# TASK BRIEF
Reproduce verbatim the rows from the very first one through the line containing "[[[354,461],[350,286],[196,355]]]", inclusive.
-------- INFORMATION SHOWN
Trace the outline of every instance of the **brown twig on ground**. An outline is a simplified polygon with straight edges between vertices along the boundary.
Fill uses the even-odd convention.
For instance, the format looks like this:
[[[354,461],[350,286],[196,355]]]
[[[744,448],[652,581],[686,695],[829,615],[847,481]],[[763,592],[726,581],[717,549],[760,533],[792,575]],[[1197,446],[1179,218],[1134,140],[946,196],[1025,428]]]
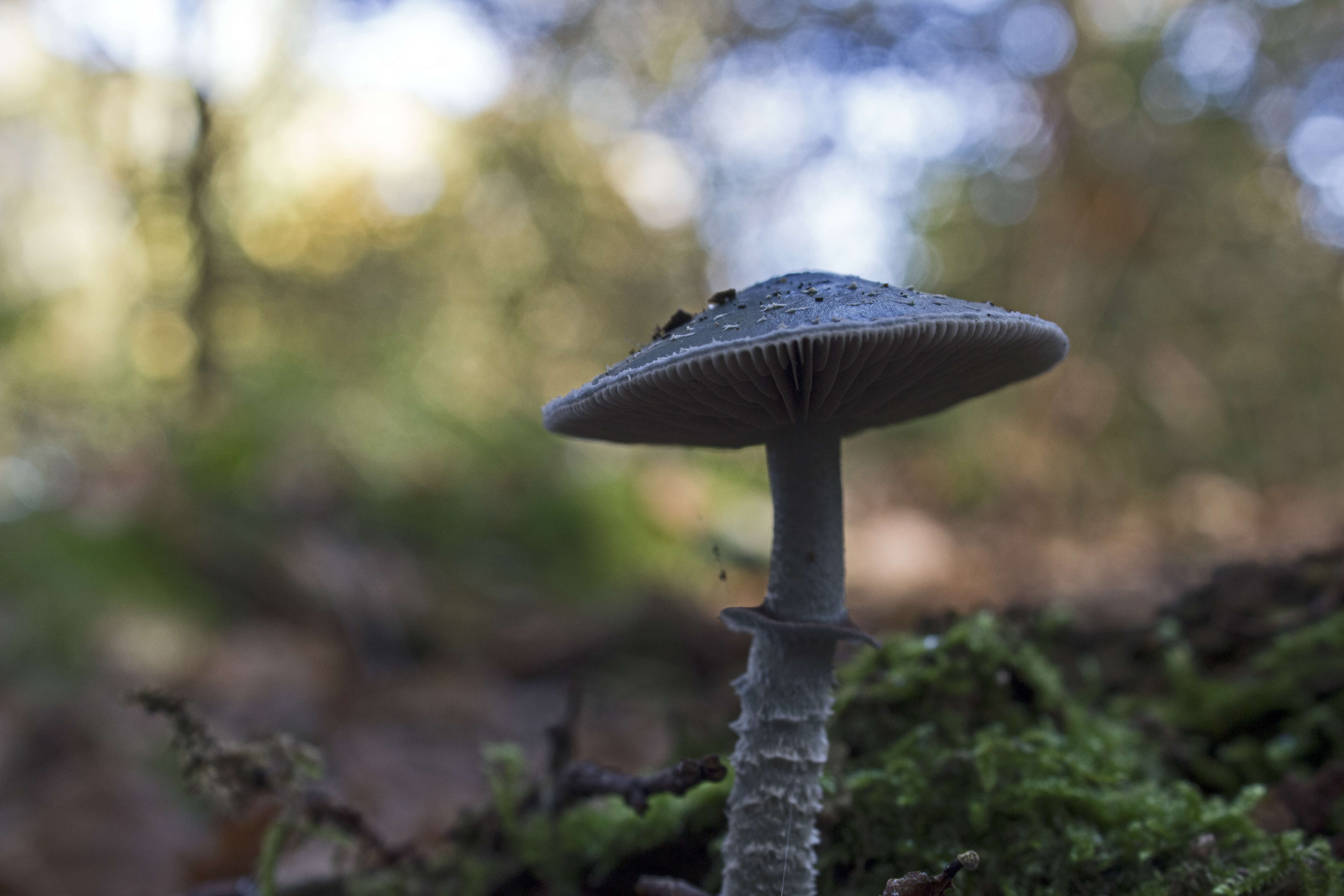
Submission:
[[[965,868],[976,870],[980,866],[980,856],[974,850],[966,850],[948,862],[942,873],[930,877],[922,870],[913,870],[905,877],[892,877],[887,881],[887,888],[882,896],[942,896],[952,889],[952,879]]]
[[[560,810],[587,797],[614,794],[642,815],[648,810],[649,797],[653,794],[680,797],[700,782],[723,780],[727,774],[728,770],[715,755],[683,759],[671,768],[642,778],[602,768],[591,762],[577,762],[560,775],[555,794],[555,809]]]
[[[173,725],[171,748],[187,785],[226,811],[245,811],[258,799],[280,801],[292,822],[336,830],[353,841],[366,865],[386,868],[415,858],[410,846],[391,848],[358,809],[309,786],[320,774],[317,751],[286,735],[228,743],[215,737],[181,697],[138,690],[130,700]]]
[[[656,877],[655,875],[641,875],[634,883],[636,896],[710,896],[695,884],[680,877]]]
----------------
# RESULT OF THIS TASK
Trace the outline of every instance of the **brown twig on ground**. An outline is a simplified polygon with straight edges between vertices along the boundary.
Fill uses the even-odd convention.
For instance, the format looks like this:
[[[354,461],[350,286],[196,355]]]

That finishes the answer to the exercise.